Physical activity burns excess energy in healthy ways. It also helps a child focus their attention on specific movements. This may decrease impulsivity. Exercise may also help to improve concentration, decrease the risk for depression and anxiety, and stimulate the brain in healthy ways. Many professional athletes have ADHD. Experts believe that athletics can help a child with ADHD find a constructive way to focus their passion, attention, and energy.
Regulate sleep patterns
Bedtime may be an especially difficult for children suffering from ADHD. Lack of sleep exacerbates inattention, hyperactivity, and recklessness. Helping your child get better sleep is important. To help them get better rest, eliminate stimulants like sugar and caffeine, and decrease television time. Establish a healthy, calming bedtime ritual.
Encourage out-loud thinking
Children with ADHD can lack self-control. This causes them to speak and act before thinking. Ask your child to verbalize their thoughts and reasoning when the urge to act out arises. It’s important to understand your child’s thought process in order to help him or her curb impulsive behaviors.
Promote wait time
Another way to control the impulse to speak before thinking is to teach your child how to pause a moment before talking or replying. Encourage more thoughtful responses by helping your child with homework assignments and asking interactive questions about a favorite television show or book.
Believe in your child
Your child likely doesn’t realize the stress that their condition can cause. It’s important to remain positive and encouraging. Praise your child’s good behavior so they know when something was done right. Your child may struggle with ADHD now, but it won’t last forever. Have confidence in your child and be positive about their future.
Find individualized counseling
You can’t do it all. Your child needs your encouragement, but they also need professional help. Find a therapist to work with your child and provide another outlet for them. Don’t be afraid to seek assistance if you need it. Many parents are so focused on their children that they neglect their own mental needs. A therapist can help manage your stress and anxiety as well as your child’s. Local support groups may also be a helpful outlet for parents.

================

▸ **Assigned task 1**: In the passage on helping children with ADHD, which two stimulants should be eliminated to help a child sleep better?
▸ **Assigned task 2**: Extend the passage on helping children with ADHD, picking up right after its last sentence.

▸ **Data**:

================

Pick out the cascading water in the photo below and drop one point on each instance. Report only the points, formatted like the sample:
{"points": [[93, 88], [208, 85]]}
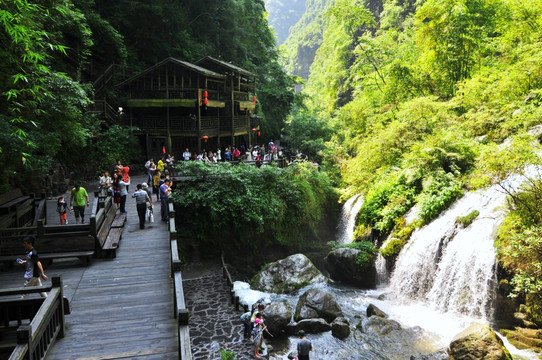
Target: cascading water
{"points": [[348, 219], [451, 267], [444, 279]]}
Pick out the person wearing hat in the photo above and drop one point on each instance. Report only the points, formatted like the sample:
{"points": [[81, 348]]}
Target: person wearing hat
{"points": [[141, 197], [34, 269], [77, 202], [304, 347]]}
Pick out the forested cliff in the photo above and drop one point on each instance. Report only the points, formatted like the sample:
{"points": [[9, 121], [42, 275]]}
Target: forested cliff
{"points": [[422, 102], [52, 51]]}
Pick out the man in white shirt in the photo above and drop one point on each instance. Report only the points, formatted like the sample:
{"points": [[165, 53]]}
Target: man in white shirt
{"points": [[187, 155]]}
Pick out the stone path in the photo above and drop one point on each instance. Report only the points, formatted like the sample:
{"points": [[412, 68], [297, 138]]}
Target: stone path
{"points": [[214, 322]]}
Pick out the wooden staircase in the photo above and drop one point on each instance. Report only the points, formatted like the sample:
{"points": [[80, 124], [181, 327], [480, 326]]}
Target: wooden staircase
{"points": [[112, 76]]}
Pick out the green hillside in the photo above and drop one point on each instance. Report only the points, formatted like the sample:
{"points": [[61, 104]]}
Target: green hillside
{"points": [[433, 99]]}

================

▸ **Answer 1**: Sugar and caffeine.

▸ **Answer 2**:
You can’t be supportive 100 percent of the time. It’s normal to become overwhelmed or frustrated with yourself or your child. Just as your child will need to take breaks while studying, you’ll need your own breaks as well. Scheduling alone time is important for any parent. Consider hiring a babysitter. Good break options include:
- going for a walk
- going to the gym
- taking a relaxing bath
You can’t help an impulsive child if you yourself are aggravated. Children mimic the behaviors they see around them, so if you remain composed and controlled during an outburst, it will help your child to do the same. Take time to breathe, relax, and collect your thoughts before attempting to pacify your child. The calmer you are, the calmer your child will become.
Don’t sweat the small stuff
Be willing to make some compromises with your child. If your child has accomplished two of the three chores you assigned, consider being flexible with the third, uncompleted task. It’s a learning process and even small steps count.
Don’t get overwhelmed and lash out
Remember that your child’s behavior is caused by a disorder. ADHD may not be visible on the outside, but it’s a disability and should be treated as such. When you begin to feel angry or frustrated, remember that your child can’t “snap out of it” or “just be normal.”
Don’t be negative
It sounds simplistic, but take things one day at a time and remember to keep it all in perspective. What is stressful or embarrassing today will fade away tomorrow.
Don’t let your child or the disorder take control
Remember that you are the parent and, ultimately, you establish the rules for acceptable behavior in your home. Be patient and nurturing, but don’t allow yourself to be bullied or intimidated by your child’s behaviors.